# Start of DATA
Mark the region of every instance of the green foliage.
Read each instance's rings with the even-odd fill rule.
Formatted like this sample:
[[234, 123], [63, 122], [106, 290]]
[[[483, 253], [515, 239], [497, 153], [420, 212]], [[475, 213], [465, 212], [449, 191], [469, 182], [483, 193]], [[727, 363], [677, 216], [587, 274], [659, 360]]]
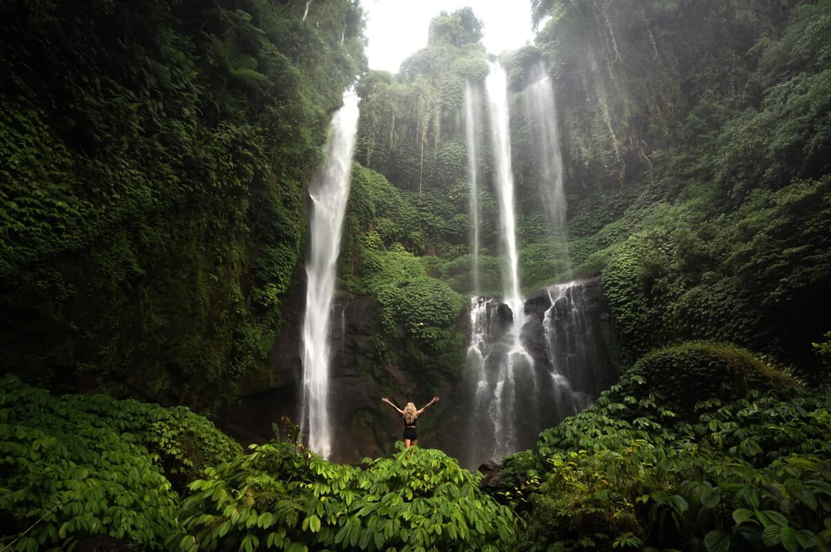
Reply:
[[816, 352], [825, 366], [831, 365], [831, 332], [826, 332], [823, 336], [825, 341], [821, 343], [811, 343], [814, 352]]
[[788, 400], [751, 390], [701, 401], [686, 421], [659, 392], [639, 399], [614, 386], [543, 431], [535, 451], [509, 459], [513, 471], [540, 480], [519, 549], [747, 550], [765, 540], [782, 546], [774, 550], [824, 550], [829, 407], [827, 393]]
[[667, 407], [691, 413], [700, 401], [735, 400], [751, 389], [784, 392], [795, 384], [793, 377], [746, 349], [689, 342], [644, 355], [622, 374], [619, 385], [623, 395], [642, 399], [656, 393]]
[[263, 0], [3, 2], [7, 370], [233, 400], [281, 329], [303, 185], [365, 63], [356, 2], [302, 14]]
[[361, 466], [293, 443], [253, 446], [190, 485], [183, 550], [507, 550], [511, 511], [439, 451], [414, 447]]
[[17, 550], [96, 535], [165, 550], [178, 527], [174, 487], [184, 490], [203, 468], [239, 452], [184, 407], [102, 395], [53, 397], [6, 377], [0, 379], [2, 536], [9, 544], [32, 526]]
[[442, 43], [460, 47], [478, 42], [482, 38], [482, 22], [468, 7], [453, 13], [442, 12], [430, 22], [427, 43], [435, 46]]

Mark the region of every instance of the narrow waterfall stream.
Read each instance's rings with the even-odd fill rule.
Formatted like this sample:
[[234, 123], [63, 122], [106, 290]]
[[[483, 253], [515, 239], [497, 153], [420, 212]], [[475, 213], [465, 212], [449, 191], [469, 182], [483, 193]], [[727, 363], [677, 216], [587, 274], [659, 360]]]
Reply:
[[[513, 352], [514, 321], [507, 303], [472, 298], [470, 345], [462, 399], [470, 412], [458, 450], [464, 466], [533, 446], [542, 430], [594, 402], [607, 384], [611, 362], [602, 337], [603, 301], [599, 281], [550, 286], [525, 298], [521, 332], [524, 355]], [[512, 361], [513, 359], [513, 361]], [[504, 377], [514, 362], [513, 380]], [[514, 397], [507, 389], [513, 389]], [[510, 424], [511, 440], [500, 431]], [[500, 424], [502, 426], [500, 426]]]
[[[504, 68], [490, 63], [485, 80], [493, 155], [491, 179], [499, 204], [503, 297], [473, 297], [463, 401], [470, 417], [459, 456], [470, 467], [532, 446], [537, 435], [597, 397], [609, 368], [600, 338], [599, 282], [557, 284], [520, 295], [514, 182], [511, 166], [508, 85]], [[471, 194], [478, 189], [475, 90], [465, 88], [465, 131]], [[570, 271], [566, 202], [553, 86], [540, 63], [518, 95], [529, 121], [539, 165], [534, 170], [548, 223], [552, 254]], [[471, 199], [471, 221], [474, 204]], [[479, 249], [477, 229], [472, 244]], [[475, 256], [474, 270], [478, 270]], [[478, 283], [478, 279], [475, 279]], [[478, 286], [475, 289], [479, 289]]]
[[309, 185], [310, 244], [306, 263], [300, 427], [307, 436], [309, 448], [324, 458], [329, 456], [332, 446], [328, 416], [332, 298], [357, 126], [358, 97], [347, 92], [332, 120], [326, 161]]
[[563, 153], [557, 104], [551, 77], [539, 62], [523, 91], [525, 114], [533, 126], [539, 160], [539, 192], [555, 240], [566, 239], [566, 196], [563, 190]]
[[[516, 411], [536, 397], [534, 359], [525, 350], [522, 328], [524, 308], [519, 294], [519, 262], [514, 206], [514, 174], [511, 168], [510, 115], [508, 79], [504, 68], [489, 62], [484, 86], [490, 117], [490, 136], [495, 170], [494, 186], [499, 206], [499, 233], [505, 261], [503, 266], [504, 304], [509, 310], [510, 323], [499, 343], [491, 341], [494, 351], [479, 350], [483, 368], [476, 384], [475, 417], [493, 433], [489, 457], [499, 458], [517, 450]], [[487, 313], [485, 304], [480, 309]], [[476, 308], [473, 309], [477, 312]], [[475, 326], [475, 324], [472, 324]], [[495, 338], [489, 335], [491, 338]], [[474, 347], [474, 345], [471, 345]], [[497, 354], [494, 354], [496, 352]]]
[[465, 83], [465, 138], [467, 140], [468, 179], [470, 180], [470, 199], [469, 213], [470, 216], [470, 249], [473, 250], [471, 272], [473, 273], [473, 293], [479, 292], [479, 157], [476, 149], [476, 128], [479, 126], [479, 91], [470, 84]]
# End of DATA
▶ [THE EXERCISE] Reproduce all the lines above word for word, leaving out the pictures.

▶ [CORRECT RESPONSE]
Mark the region of every instance of the green foliage.
Read each instance's rings with the even-odd fill rule.
Formatted like this sample:
[[234, 123], [63, 122], [106, 290]]
[[[483, 253], [515, 239], [497, 153], [420, 212]], [[475, 213], [465, 212], [449, 191], [469, 182], [483, 193]], [[727, 363], [677, 216], [587, 274], [659, 360]]]
Reply:
[[816, 352], [825, 366], [831, 365], [831, 332], [826, 332], [823, 336], [825, 341], [821, 343], [811, 343], [814, 352]]
[[788, 400], [751, 390], [701, 401], [686, 421], [659, 392], [639, 399], [614, 386], [543, 431], [535, 451], [509, 459], [513, 471], [540, 480], [519, 549], [747, 550], [765, 540], [782, 546], [774, 550], [824, 550], [829, 407], [827, 393]]
[[667, 407], [691, 413], [700, 401], [735, 400], [751, 389], [784, 392], [795, 384], [793, 377], [746, 349], [689, 342], [644, 355], [622, 374], [619, 385], [623, 395], [642, 399], [656, 393]]
[[263, 0], [3, 2], [7, 370], [233, 400], [281, 329], [303, 185], [365, 63], [356, 2], [302, 14]]
[[361, 466], [293, 443], [253, 446], [190, 485], [183, 550], [507, 550], [511, 511], [439, 451], [414, 447]]
[[17, 550], [96, 535], [165, 550], [178, 527], [174, 487], [184, 490], [203, 468], [239, 452], [184, 407], [102, 395], [53, 397], [6, 377], [0, 379], [2, 536], [9, 544], [32, 526]]
[[442, 43], [460, 47], [478, 42], [482, 38], [482, 22], [468, 7], [453, 13], [442, 12], [430, 22], [427, 43], [435, 46]]

Mark the region of every instance of the narrow waterfall stream.
Read each instance's rings with the even-odd fill rule.
Formatted like this sample:
[[234, 123], [63, 122], [106, 290]]
[[[483, 253], [515, 239], [497, 153], [420, 212]], [[475, 213], [465, 212], [449, 191], [469, 182], [483, 193]], [[727, 363], [677, 216], [587, 274], [659, 360]]]
Reply:
[[[513, 352], [514, 321], [507, 303], [472, 298], [470, 345], [462, 399], [470, 412], [458, 450], [464, 466], [533, 446], [542, 430], [594, 402], [607, 384], [611, 362], [602, 337], [603, 301], [599, 281], [550, 286], [525, 298], [521, 332], [524, 355]], [[512, 361], [513, 359], [513, 361]], [[504, 377], [514, 362], [513, 380]], [[514, 397], [507, 389], [513, 389]], [[510, 424], [511, 440], [500, 431]], [[500, 424], [502, 426], [500, 426]]]
[[[504, 68], [490, 63], [485, 80], [493, 155], [491, 179], [499, 204], [503, 297], [473, 297], [463, 401], [470, 417], [459, 456], [470, 467], [532, 446], [537, 435], [597, 397], [609, 368], [600, 338], [599, 282], [557, 284], [520, 295], [514, 182], [511, 166], [508, 85]], [[471, 194], [478, 189], [475, 90], [465, 88], [465, 131]], [[570, 271], [566, 202], [553, 86], [540, 63], [518, 95], [529, 121], [539, 165], [534, 170], [548, 223], [552, 254]], [[471, 199], [471, 221], [474, 204]], [[479, 249], [477, 229], [472, 244]], [[475, 256], [474, 270], [478, 270]], [[478, 283], [478, 279], [475, 279]], [[478, 286], [475, 289], [479, 289]]]
[[309, 185], [310, 244], [306, 263], [300, 427], [307, 436], [309, 448], [324, 458], [329, 456], [332, 446], [328, 416], [332, 298], [357, 126], [358, 97], [347, 92], [332, 120], [326, 161]]
[[563, 153], [557, 104], [551, 77], [539, 62], [523, 91], [525, 114], [533, 126], [539, 160], [539, 192], [555, 240], [566, 239], [566, 196], [563, 190]]
[[[516, 411], [536, 397], [534, 359], [525, 350], [522, 328], [524, 308], [519, 294], [519, 262], [514, 206], [514, 174], [511, 168], [510, 115], [508, 79], [504, 68], [489, 62], [484, 86], [490, 117], [490, 136], [495, 170], [494, 186], [499, 206], [499, 233], [505, 261], [503, 266], [504, 304], [509, 310], [510, 323], [499, 343], [491, 341], [494, 351], [479, 350], [483, 368], [476, 384], [475, 417], [493, 433], [489, 457], [499, 458], [517, 450]], [[487, 313], [485, 304], [480, 309]], [[476, 308], [473, 309], [477, 312]], [[475, 326], [475, 324], [472, 324]], [[495, 338], [489, 335], [491, 338]], [[474, 347], [474, 345], [471, 345]], [[497, 354], [494, 354], [496, 352]]]
[[465, 83], [465, 138], [467, 140], [468, 179], [470, 180], [470, 199], [469, 213], [470, 216], [470, 249], [473, 250], [471, 272], [473, 273], [473, 293], [479, 292], [479, 157], [476, 149], [476, 128], [479, 126], [479, 91], [470, 84]]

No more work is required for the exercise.